DATA
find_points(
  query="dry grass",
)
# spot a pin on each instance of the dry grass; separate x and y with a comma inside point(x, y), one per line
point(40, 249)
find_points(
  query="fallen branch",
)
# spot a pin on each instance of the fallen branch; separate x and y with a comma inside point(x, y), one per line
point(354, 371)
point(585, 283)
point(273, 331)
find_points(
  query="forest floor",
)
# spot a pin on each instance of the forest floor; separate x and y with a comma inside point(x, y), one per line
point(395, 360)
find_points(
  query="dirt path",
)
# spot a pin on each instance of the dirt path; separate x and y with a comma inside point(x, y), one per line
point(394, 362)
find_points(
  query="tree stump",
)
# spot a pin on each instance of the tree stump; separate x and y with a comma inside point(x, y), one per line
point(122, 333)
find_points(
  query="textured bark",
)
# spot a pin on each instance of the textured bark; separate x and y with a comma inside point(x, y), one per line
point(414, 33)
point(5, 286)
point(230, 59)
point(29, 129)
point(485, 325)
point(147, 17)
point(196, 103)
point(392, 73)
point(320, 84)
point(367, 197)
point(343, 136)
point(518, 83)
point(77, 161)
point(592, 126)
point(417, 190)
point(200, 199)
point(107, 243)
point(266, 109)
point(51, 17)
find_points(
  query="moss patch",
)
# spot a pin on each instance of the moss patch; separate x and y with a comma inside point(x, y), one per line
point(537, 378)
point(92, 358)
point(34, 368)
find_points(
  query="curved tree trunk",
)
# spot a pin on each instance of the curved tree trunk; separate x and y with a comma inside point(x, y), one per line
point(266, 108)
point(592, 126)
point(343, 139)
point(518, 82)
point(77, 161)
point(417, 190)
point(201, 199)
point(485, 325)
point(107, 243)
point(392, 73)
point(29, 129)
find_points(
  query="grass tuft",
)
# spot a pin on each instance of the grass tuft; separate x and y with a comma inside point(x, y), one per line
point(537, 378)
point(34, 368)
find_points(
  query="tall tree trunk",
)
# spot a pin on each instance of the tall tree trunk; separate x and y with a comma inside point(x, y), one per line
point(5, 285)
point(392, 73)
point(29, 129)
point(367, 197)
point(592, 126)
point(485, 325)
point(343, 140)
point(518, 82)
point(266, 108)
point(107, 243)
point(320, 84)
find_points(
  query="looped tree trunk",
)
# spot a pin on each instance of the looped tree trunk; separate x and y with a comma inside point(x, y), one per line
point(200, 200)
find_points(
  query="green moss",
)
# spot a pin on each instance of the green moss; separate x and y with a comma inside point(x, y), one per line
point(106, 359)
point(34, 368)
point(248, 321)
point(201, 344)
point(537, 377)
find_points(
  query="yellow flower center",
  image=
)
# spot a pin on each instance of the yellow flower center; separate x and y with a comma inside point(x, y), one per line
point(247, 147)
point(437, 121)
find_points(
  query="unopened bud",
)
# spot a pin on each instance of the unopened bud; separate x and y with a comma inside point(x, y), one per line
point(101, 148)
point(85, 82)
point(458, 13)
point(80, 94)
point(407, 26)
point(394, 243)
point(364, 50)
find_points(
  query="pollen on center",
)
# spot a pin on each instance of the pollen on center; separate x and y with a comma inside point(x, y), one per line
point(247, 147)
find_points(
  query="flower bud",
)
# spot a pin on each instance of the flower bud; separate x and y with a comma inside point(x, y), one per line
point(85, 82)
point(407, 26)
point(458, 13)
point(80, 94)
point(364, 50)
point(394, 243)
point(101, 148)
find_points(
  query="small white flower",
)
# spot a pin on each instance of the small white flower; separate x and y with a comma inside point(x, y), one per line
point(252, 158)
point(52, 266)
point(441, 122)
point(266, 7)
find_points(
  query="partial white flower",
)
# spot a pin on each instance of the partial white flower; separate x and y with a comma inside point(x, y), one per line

PROBLEM TO SOLVE
Reproduce all of the data exactly as given.

THE RESPONSE
find_points(
  query="dry grass",
)
# spot a pin on each instance of the dry grass; separate x and y with a comma inside point(x, y), one per line
point(40, 249)
find_points(
  query="fallen branch",
)
# spot a pin on each instance of the fallen branch; separate x and y with a comma inside point(x, y), one per line
point(354, 371)
point(585, 283)
point(273, 331)
find_points(
  query="forest floor",
)
# spot a pin on each instance of the forest floor; separate x and y with a comma inside point(x, y), one per line
point(395, 360)
find_points(
  query="dirt path",
)
# spot a pin on each instance of the dirt path; separate x and y with a comma inside point(x, y), one per line
point(394, 362)
find_points(
  query="tree stump",
)
# spot a pin on each instance of the tree stump; separate x and y with a comma inside point(x, y), one per line
point(122, 333)
find_points(
  query="textured bark",
)
# spot a pin on each instance of the textured bark; separate x and y with a comma inside point(x, y), one per line
point(414, 33)
point(5, 286)
point(230, 59)
point(29, 129)
point(485, 325)
point(147, 17)
point(196, 103)
point(392, 73)
point(320, 84)
point(367, 197)
point(343, 136)
point(518, 83)
point(77, 161)
point(592, 126)
point(417, 190)
point(200, 199)
point(107, 243)
point(266, 109)
point(51, 17)
find_points(
  query="moss patch",
)
# spot a pin on each instance of the moss patch; separate x and y with a comma inside point(x, y), one per line
point(537, 378)
point(92, 358)
point(34, 368)
find_points(
  query="curved tree trunk",
)
# spot a pin on each instance of the curved tree trunk; separate x and y with a comma inside point(x, y), one per line
point(266, 108)
point(592, 126)
point(343, 139)
point(518, 82)
point(77, 161)
point(417, 190)
point(201, 199)
point(485, 325)
point(107, 243)
point(392, 73)
point(29, 129)
find_points(
  query="grass tuft",
)
# spot a pin on each instance of the grass tuft; separate x and y with a comma inside point(x, y), one per line
point(537, 378)
point(34, 368)
find_points(
  query="tall tree trunk",
)
# spot a pin on each instance of the tall tree trunk; separate x and y with a comma inside point(x, y), one per line
point(5, 285)
point(392, 73)
point(29, 129)
point(367, 197)
point(592, 126)
point(485, 325)
point(343, 140)
point(518, 82)
point(266, 108)
point(107, 243)
point(320, 84)
find_points(
  query="looped tree trunk",
)
# spot a pin on each instance of the looped tree trunk; separate x and y with a comma inside point(x, y), one per line
point(200, 200)
find_points(
  query="green moss",
)
# spot a pin on each instance of the green moss; separate x and y with a comma inside point(x, y), one per line
point(106, 359)
point(34, 368)
point(248, 321)
point(201, 344)
point(537, 377)
find_points(
  query="yellow flower center",
  image=
)
# spot a pin on each instance of the yellow flower center; separate x and y with a comma inside point(x, y), one per line
point(247, 147)
point(437, 121)
find_points(
  query="unopened bud",
)
# spot a pin on each instance of the unopened bud; separate x and y with a comma inside point(x, y), one per line
point(101, 148)
point(85, 82)
point(458, 13)
point(80, 94)
point(407, 26)
point(394, 243)
point(364, 50)
find_points(
  query="pollen on center",
)
# spot a pin on each instance of the pollen on center; separate x and y with a comma inside point(x, y), one per line
point(247, 147)
find_points(
  query="flower bud",
)
# spot a pin on each instance of the flower bud; separate x and y with a comma inside point(x, y), one per line
point(85, 82)
point(407, 26)
point(458, 13)
point(80, 94)
point(364, 50)
point(394, 243)
point(101, 148)
find_points(
  query="small white flower",
)
# spot a pin on each instance of the small white flower; separate x and y with a comma inside point(x, y), one per line
point(252, 158)
point(52, 266)
point(441, 122)
point(266, 7)
find_points(
  query="partial white flower",
)
# spot a pin on each instance of the partial white flower; separate x and y with a comma inside point(x, y), one per line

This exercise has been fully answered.